### Task details
Render each line of the listing below as an item in a numbered list, and omit any blank lines.

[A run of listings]
- - -

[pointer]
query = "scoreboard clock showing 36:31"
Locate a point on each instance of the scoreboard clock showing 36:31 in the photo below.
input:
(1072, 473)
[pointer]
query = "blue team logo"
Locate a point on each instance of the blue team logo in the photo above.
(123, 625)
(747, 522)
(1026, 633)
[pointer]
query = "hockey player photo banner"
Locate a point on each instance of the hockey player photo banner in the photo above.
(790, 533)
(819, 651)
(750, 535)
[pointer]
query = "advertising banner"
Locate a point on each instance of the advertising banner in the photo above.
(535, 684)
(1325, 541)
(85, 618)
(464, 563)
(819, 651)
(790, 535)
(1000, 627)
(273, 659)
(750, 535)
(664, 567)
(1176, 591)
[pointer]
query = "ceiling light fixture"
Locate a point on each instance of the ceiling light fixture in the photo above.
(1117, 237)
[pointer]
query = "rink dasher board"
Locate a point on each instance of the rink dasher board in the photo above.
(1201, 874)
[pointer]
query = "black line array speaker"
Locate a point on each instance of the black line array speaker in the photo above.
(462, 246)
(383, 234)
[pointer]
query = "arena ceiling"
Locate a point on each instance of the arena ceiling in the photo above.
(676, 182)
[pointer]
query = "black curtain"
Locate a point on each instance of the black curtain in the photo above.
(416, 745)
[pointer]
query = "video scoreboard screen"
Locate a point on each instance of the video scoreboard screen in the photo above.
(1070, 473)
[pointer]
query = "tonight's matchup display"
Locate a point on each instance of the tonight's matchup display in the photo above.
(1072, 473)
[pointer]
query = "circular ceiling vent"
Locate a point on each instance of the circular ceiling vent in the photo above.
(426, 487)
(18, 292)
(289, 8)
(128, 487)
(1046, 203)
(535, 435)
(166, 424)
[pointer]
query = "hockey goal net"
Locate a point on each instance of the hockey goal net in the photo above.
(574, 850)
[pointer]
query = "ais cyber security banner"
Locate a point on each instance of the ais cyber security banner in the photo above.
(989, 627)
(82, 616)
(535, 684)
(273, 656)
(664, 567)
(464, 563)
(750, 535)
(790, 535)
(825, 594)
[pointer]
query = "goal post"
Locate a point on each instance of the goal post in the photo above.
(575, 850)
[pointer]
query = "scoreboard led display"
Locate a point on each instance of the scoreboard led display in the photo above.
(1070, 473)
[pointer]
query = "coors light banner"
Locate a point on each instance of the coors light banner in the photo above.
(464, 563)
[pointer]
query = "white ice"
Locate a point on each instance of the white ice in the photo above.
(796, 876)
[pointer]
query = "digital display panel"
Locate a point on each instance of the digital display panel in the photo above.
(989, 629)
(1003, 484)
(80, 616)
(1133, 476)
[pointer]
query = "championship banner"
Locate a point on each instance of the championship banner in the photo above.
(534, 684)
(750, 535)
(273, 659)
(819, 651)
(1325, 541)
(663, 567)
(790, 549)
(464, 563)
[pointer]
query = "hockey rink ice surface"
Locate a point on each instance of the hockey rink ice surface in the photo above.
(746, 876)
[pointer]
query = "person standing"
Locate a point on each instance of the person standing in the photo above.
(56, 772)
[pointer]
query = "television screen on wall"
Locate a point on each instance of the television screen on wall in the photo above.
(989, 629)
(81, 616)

- - -

### Solution to this task
1. [pointer]
2. query = "scoreboard clock showing 36:31"
3. Locate a point on each instance of the scoreboard clock showing 36:31 in the photo below.
4. input:
5. (1072, 473)
6. [pointer]
7. query = "blue team logo"
8. Locate a point on each instance of the blue team logo in the photo above.
9. (123, 625)
10. (747, 522)
11. (1026, 633)
12. [pointer]
13. query = "hockey player photo banner"
14. Locate a point on each instance of the hockey player photo banner in the photo above.
15. (790, 533)
16. (819, 651)
17. (750, 535)
18. [pointer]
19. query = "advertising banner"
20. Locate a point on each instance of the advertising banner in the photo above.
21. (535, 684)
22. (1325, 541)
23. (85, 618)
24. (464, 563)
25. (819, 651)
26. (790, 535)
27. (1000, 627)
28. (273, 659)
29. (750, 535)
30. (664, 567)
31. (1176, 591)
32. [pointer]
33. query = "ceiling light fixture"
34. Locate a point on each instance of the ceiling light fixture in the photo above.
35. (1117, 237)
36. [pointer]
37. query = "rink dasher board"
38. Locate a point on each instance of the rink dasher board in the photo above.
39. (1201, 874)
40. [pointer]
41. query = "black line array speaker"
42. Locate a point on each instance of the black line array speaker in the photo above.
43. (462, 246)
44. (383, 234)
45. [pointer]
46. query = "arena ceiling"
47. Locate a point on each instance of the arena ceiling in the photo above.
48. (676, 182)
49. [pointer]
50. query = "black curtain"
51. Locate a point on each instance of the black curtain in the photo above.
52. (416, 745)
53. [pointer]
54. query = "video scoreboard screen"
55. Locate a point on each instance of the video scoreboard screen in the photo above.
56. (1070, 473)
57. [pointer]
58. query = "tonight's matchup display"
59. Locate a point on each instance of the tonight's matchup display in the photo above.
60. (1072, 473)
61. [pointer]
62. query = "circular ceiling vent"
63. Locate a point on each instance of the circular ceiling vent in the photo above.
64. (426, 487)
65. (18, 292)
66. (289, 8)
67. (128, 487)
68. (1046, 203)
69. (535, 435)
70. (166, 424)
71. [pointer]
72. query = "hockey goal net"
73. Locate a point on each instance of the hockey goal net in the photo above.
74. (574, 850)
75. [pointer]
76. query = "ais cyber security banner"
77. Locate a point on each instance of the ais cyber security banner in the photo above.
78. (989, 627)
79. (82, 616)
80. (535, 684)
81. (273, 656)
82. (664, 567)
83. (464, 563)
84. (750, 535)
85. (790, 535)
86. (825, 594)
87. [pointer]
88. query = "goal post"
89. Locate a point on each instance of the goal post in the photo above.
90. (575, 850)
91. [pointer]
92. query = "scoreboard led display"
93. Locate a point on each instance of the scoreboard led display in the photo above.
94. (1070, 473)
95. [pointer]
96. query = "coors light banner"
97. Locate a point on each instance of the coors light banner in the photo above.
98. (464, 563)
99. [pointer]
100. query = "white ice"
101. Locate a point on each instance of the white ice in the photo above.
102. (796, 876)
103. [pointer]
104. query = "digital display panel"
105. Locate a point on each instance of the digital display panel in the photo above.
106. (989, 629)
107. (1003, 484)
108. (80, 616)
109. (1133, 476)
110. [pointer]
111. query = "championship banner"
112. Locate a point on each instance of the championship banner in the photo above.
113. (534, 684)
114. (750, 535)
115. (273, 659)
116. (819, 651)
117. (1325, 541)
118. (663, 567)
119. (790, 549)
120. (464, 563)
121. [pointer]
122. query = "hockey rink ice surface"
123. Locate a point on each instance of the hockey rink ice surface in the photo above.
124. (746, 876)
125. [pointer]
126. query = "person standing"
127. Locate a point on each instance of the person standing in the photo above.
128. (56, 772)
129. [pointer]
130. query = "television screen on wall"
131. Locate a point on each instance of the television screen on wall in the photo above.
132. (989, 629)
133. (81, 616)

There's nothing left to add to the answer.